- _TEXTE FOURNI_:
....

C'est sombre, très sombre, mais au passage, Zola décrit merveilleusement toute une palette de métiers (zingueur, blanchisseuse, cabaretier, forgeron, brunisseuse, cardeuse, chaîniste, etc.) et la vie dans le quartier de la Goutte-d'Or.
Dans le registre des descriptions dans lequel il excelle, Zola nous présente le lavoir, la blanchisserie, la forge, l'atelier de fabrication de chaînes en or : c'est précis, c'est cinématographique, le lecteur "voit" les lieux et les personnes qui y travaillent. Il y a de la vie dans ces pages.
De la vie également dans certaines scènes mémorables, comme la bataille dans le lavoir, la visite du Louvre ou l'anniversaire de Gervaise dans sa boutique.

....

- _CONSIGNE_: Relevez tous les métiers que le texte fourni énumère entre parenthèses. Les données n'entrent pas en compte ici.

- _DONNÉES ENREGISTRÉES_:
....

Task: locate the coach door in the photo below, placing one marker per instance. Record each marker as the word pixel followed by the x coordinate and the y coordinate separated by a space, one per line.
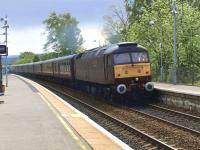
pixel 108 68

....

- _RÉPONSE_: zingueur, blanchisseuse, cabaretier, forgeron, brunisseuse, cardeuse, chaîniste